## Description of the task
Provide again, from the entries below, every line from the one containing "Target: black sock" through the one containing "point_to MUST indicate the stadium", exactly as written, and no other line.

╔══

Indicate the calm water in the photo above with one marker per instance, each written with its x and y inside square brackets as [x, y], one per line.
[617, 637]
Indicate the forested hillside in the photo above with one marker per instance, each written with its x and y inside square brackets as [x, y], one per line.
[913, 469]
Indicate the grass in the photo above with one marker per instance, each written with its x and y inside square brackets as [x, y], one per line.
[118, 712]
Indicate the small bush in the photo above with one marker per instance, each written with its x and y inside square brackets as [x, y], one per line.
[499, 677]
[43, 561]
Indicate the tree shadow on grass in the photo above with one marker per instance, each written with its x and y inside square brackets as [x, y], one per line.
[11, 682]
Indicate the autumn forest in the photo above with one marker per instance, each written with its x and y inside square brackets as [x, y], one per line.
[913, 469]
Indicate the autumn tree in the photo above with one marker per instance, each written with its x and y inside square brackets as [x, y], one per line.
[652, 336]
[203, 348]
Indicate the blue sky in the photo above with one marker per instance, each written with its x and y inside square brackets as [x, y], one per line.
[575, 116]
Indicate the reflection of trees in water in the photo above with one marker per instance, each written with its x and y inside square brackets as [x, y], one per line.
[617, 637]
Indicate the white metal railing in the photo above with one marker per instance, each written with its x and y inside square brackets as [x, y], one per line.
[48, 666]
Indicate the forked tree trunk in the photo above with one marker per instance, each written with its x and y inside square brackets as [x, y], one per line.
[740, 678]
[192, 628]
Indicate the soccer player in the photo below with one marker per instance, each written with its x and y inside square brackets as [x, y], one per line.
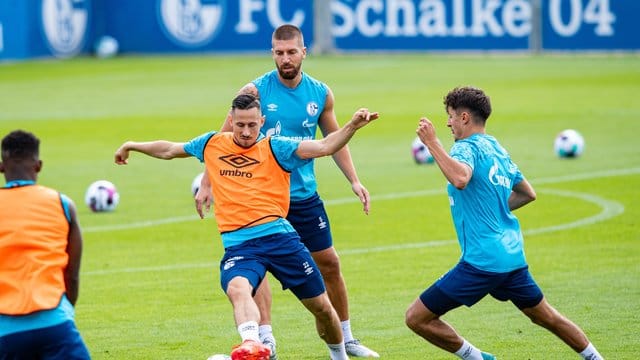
[252, 176]
[294, 105]
[485, 186]
[40, 252]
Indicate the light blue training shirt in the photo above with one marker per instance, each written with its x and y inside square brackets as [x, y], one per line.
[293, 113]
[489, 234]
[284, 150]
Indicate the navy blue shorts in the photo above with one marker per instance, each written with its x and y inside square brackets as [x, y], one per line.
[466, 285]
[58, 342]
[310, 220]
[283, 255]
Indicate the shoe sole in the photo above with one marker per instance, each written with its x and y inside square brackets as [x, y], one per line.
[247, 354]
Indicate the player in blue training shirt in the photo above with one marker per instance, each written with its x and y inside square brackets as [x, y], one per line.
[484, 187]
[295, 105]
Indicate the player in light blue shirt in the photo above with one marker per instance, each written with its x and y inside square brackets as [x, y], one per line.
[295, 105]
[484, 187]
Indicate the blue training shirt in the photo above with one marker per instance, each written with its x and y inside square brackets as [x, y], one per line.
[293, 113]
[489, 234]
[284, 149]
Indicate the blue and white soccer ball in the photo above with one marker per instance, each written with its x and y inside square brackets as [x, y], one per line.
[102, 196]
[106, 47]
[568, 144]
[195, 184]
[420, 152]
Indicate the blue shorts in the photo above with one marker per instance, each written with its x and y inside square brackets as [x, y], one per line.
[466, 285]
[58, 342]
[283, 255]
[310, 220]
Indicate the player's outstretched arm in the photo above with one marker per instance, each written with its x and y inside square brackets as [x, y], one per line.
[456, 172]
[160, 149]
[522, 194]
[328, 123]
[336, 140]
[204, 196]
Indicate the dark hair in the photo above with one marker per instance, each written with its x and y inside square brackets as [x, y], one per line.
[245, 102]
[470, 98]
[21, 145]
[288, 32]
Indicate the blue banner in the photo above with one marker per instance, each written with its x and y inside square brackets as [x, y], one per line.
[66, 28]
[591, 25]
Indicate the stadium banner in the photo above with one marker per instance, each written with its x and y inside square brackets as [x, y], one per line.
[66, 28]
[590, 25]
[44, 28]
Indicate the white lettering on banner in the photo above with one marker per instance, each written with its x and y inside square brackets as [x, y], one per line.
[595, 12]
[517, 18]
[275, 18]
[483, 17]
[246, 24]
[402, 18]
[437, 18]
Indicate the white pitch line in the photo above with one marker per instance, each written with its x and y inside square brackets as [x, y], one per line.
[353, 199]
[609, 209]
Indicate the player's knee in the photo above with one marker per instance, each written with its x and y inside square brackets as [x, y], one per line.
[329, 267]
[411, 319]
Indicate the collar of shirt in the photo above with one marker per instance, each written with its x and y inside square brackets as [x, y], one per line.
[18, 183]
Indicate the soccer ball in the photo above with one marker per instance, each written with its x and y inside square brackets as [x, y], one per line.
[102, 196]
[106, 47]
[420, 152]
[568, 144]
[195, 184]
[219, 357]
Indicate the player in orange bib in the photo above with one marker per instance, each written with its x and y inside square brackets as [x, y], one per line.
[40, 251]
[251, 174]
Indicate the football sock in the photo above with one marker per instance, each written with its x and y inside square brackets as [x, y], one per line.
[469, 352]
[337, 351]
[590, 353]
[266, 332]
[249, 331]
[346, 330]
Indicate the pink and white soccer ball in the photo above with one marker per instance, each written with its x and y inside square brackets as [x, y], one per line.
[568, 144]
[420, 152]
[102, 196]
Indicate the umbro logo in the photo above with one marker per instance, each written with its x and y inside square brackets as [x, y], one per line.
[238, 161]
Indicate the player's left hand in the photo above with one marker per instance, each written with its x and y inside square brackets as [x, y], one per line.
[121, 155]
[363, 116]
[362, 193]
[204, 197]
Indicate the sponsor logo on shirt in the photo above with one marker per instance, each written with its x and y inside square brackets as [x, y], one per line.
[497, 179]
[238, 162]
[312, 108]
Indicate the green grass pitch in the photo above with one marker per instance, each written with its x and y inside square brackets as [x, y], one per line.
[150, 280]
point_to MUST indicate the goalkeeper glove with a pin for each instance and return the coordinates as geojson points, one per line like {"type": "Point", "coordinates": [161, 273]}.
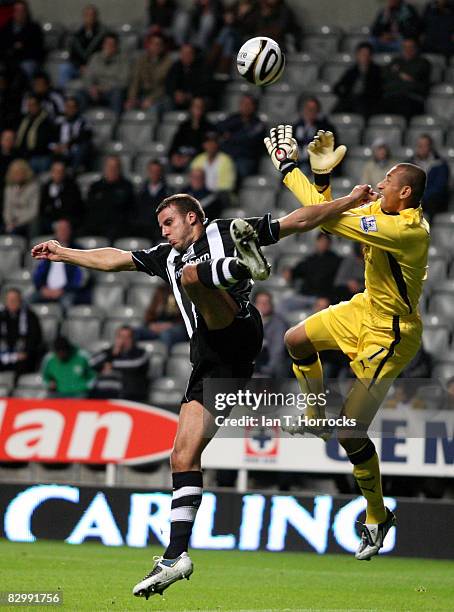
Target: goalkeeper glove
{"type": "Point", "coordinates": [323, 157]}
{"type": "Point", "coordinates": [282, 148]}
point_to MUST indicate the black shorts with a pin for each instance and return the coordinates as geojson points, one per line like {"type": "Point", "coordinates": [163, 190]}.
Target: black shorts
{"type": "Point", "coordinates": [224, 353]}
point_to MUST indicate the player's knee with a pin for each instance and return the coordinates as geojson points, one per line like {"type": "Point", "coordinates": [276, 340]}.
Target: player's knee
{"type": "Point", "coordinates": [189, 276]}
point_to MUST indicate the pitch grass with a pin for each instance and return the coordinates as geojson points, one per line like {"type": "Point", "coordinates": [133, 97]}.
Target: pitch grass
{"type": "Point", "coordinates": [94, 577]}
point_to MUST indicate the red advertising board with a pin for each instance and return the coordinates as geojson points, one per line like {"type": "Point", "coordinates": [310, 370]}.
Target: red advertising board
{"type": "Point", "coordinates": [84, 431]}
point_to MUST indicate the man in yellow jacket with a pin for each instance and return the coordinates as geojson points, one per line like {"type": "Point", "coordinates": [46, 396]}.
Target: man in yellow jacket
{"type": "Point", "coordinates": [380, 329]}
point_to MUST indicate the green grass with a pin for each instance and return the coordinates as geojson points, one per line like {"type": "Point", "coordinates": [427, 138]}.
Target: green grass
{"type": "Point", "coordinates": [93, 577]}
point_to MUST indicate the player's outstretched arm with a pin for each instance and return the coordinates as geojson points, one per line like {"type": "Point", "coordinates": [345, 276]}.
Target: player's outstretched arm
{"type": "Point", "coordinates": [307, 218]}
{"type": "Point", "coordinates": [323, 157]}
{"type": "Point", "coordinates": [107, 259]}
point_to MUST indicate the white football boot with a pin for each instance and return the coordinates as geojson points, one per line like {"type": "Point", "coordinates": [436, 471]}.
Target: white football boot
{"type": "Point", "coordinates": [373, 536]}
{"type": "Point", "coordinates": [164, 573]}
{"type": "Point", "coordinates": [248, 248]}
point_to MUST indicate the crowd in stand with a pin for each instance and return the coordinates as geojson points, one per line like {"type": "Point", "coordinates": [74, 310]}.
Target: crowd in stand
{"type": "Point", "coordinates": [185, 59]}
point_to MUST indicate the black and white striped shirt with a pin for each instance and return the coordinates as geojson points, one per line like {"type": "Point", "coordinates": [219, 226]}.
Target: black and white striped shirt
{"type": "Point", "coordinates": [167, 263]}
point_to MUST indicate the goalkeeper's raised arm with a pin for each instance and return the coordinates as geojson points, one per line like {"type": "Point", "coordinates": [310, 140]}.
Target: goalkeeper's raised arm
{"type": "Point", "coordinates": [107, 259]}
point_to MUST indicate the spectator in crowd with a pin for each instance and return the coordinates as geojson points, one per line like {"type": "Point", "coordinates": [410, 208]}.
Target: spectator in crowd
{"type": "Point", "coordinates": [273, 359]}
{"type": "Point", "coordinates": [436, 194]}
{"type": "Point", "coordinates": [226, 45]}
{"type": "Point", "coordinates": [8, 152]}
{"type": "Point", "coordinates": [315, 274]}
{"type": "Point", "coordinates": [106, 75]}
{"type": "Point", "coordinates": [310, 121]}
{"type": "Point", "coordinates": [219, 167]}
{"type": "Point", "coordinates": [51, 100]}
{"type": "Point", "coordinates": [375, 169]}
{"type": "Point", "coordinates": [155, 189]}
{"type": "Point", "coordinates": [438, 27]}
{"type": "Point", "coordinates": [274, 18]}
{"type": "Point", "coordinates": [13, 84]}
{"type": "Point", "coordinates": [350, 274]}
{"type": "Point", "coordinates": [56, 281]}
{"type": "Point", "coordinates": [60, 198]}
{"type": "Point", "coordinates": [210, 202]}
{"type": "Point", "coordinates": [359, 88]}
{"type": "Point", "coordinates": [396, 21]}
{"type": "Point", "coordinates": [21, 40]}
{"type": "Point", "coordinates": [20, 335]}
{"type": "Point", "coordinates": [242, 136]}
{"type": "Point", "coordinates": [66, 370]}
{"type": "Point", "coordinates": [163, 319]}
{"type": "Point", "coordinates": [110, 202]}
{"type": "Point", "coordinates": [204, 23]}
{"type": "Point", "coordinates": [86, 41]}
{"type": "Point", "coordinates": [189, 137]}
{"type": "Point", "coordinates": [34, 136]}
{"type": "Point", "coordinates": [406, 82]}
{"type": "Point", "coordinates": [147, 83]}
{"type": "Point", "coordinates": [187, 77]}
{"type": "Point", "coordinates": [129, 360]}
{"type": "Point", "coordinates": [21, 199]}
{"type": "Point", "coordinates": [73, 137]}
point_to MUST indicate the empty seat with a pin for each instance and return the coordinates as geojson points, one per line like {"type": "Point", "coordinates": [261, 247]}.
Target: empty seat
{"type": "Point", "coordinates": [279, 103]}
{"type": "Point", "coordinates": [335, 67]}
{"type": "Point", "coordinates": [179, 367]}
{"type": "Point", "coordinates": [136, 129]}
{"type": "Point", "coordinates": [107, 296]}
{"type": "Point", "coordinates": [322, 41]}
{"type": "Point", "coordinates": [132, 243]}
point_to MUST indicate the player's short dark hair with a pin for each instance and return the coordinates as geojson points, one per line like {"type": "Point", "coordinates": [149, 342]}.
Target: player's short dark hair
{"type": "Point", "coordinates": [185, 203]}
{"type": "Point", "coordinates": [415, 177]}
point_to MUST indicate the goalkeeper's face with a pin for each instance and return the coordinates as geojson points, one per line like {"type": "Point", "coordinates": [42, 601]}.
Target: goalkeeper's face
{"type": "Point", "coordinates": [178, 228]}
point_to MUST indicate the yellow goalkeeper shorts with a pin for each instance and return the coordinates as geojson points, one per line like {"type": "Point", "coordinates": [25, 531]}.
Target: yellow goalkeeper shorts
{"type": "Point", "coordinates": [378, 346]}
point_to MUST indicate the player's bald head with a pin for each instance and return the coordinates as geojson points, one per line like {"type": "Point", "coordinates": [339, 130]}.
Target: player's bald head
{"type": "Point", "coordinates": [414, 177]}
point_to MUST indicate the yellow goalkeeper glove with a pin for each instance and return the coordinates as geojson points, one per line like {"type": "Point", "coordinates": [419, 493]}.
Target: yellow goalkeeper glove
{"type": "Point", "coordinates": [323, 157]}
{"type": "Point", "coordinates": [282, 148]}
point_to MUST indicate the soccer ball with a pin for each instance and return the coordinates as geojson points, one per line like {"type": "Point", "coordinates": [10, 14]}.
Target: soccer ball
{"type": "Point", "coordinates": [260, 61]}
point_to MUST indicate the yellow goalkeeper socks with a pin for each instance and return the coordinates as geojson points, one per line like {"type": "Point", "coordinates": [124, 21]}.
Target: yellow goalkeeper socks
{"type": "Point", "coordinates": [309, 374]}
{"type": "Point", "coordinates": [366, 471]}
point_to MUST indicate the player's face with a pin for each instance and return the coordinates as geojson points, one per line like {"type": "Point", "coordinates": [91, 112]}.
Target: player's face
{"type": "Point", "coordinates": [176, 228]}
{"type": "Point", "coordinates": [390, 189]}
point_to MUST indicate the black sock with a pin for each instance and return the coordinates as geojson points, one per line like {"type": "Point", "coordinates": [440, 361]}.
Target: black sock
{"type": "Point", "coordinates": [186, 498]}
{"type": "Point", "coordinates": [222, 273]}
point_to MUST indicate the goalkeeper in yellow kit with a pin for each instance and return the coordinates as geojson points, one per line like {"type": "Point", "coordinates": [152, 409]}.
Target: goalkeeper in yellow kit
{"type": "Point", "coordinates": [380, 329]}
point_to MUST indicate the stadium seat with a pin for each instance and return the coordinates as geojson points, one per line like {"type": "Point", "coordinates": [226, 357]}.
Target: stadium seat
{"type": "Point", "coordinates": [437, 66]}
{"type": "Point", "coordinates": [181, 349]}
{"type": "Point", "coordinates": [348, 128]}
{"type": "Point", "coordinates": [439, 102]}
{"type": "Point", "coordinates": [179, 367]}
{"type": "Point", "coordinates": [136, 129]}
{"type": "Point", "coordinates": [335, 67]}
{"type": "Point", "coordinates": [106, 296]}
{"type": "Point", "coordinates": [436, 132]}
{"type": "Point", "coordinates": [132, 244]}
{"type": "Point", "coordinates": [102, 122]}
{"type": "Point", "coordinates": [302, 70]}
{"type": "Point", "coordinates": [323, 41]}
{"type": "Point", "coordinates": [435, 338]}
{"type": "Point", "coordinates": [86, 180]}
{"type": "Point", "coordinates": [279, 102]}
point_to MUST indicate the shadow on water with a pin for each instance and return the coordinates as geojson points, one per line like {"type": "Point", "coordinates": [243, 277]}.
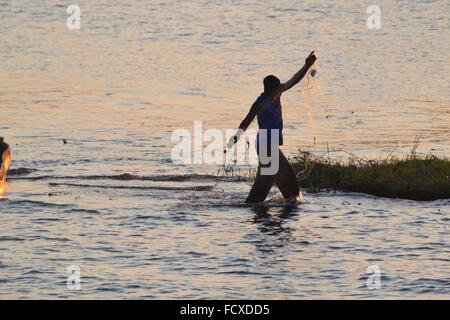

╚══

## Response below
Target: black sock
{"type": "Point", "coordinates": [186, 498]}
{"type": "Point", "coordinates": [222, 273]}
point_to MUST indicate the goalkeeper in yellow kit with a pin for each instance and return the coordinates as geojson points, one per line like {"type": "Point", "coordinates": [152, 409]}.
Target: goalkeeper in yellow kit
{"type": "Point", "coordinates": [380, 329]}
point_to MUST indicate the stadium seat with a pin for each instance and return the coordinates as geojson points, one per line like {"type": "Point", "coordinates": [226, 357]}.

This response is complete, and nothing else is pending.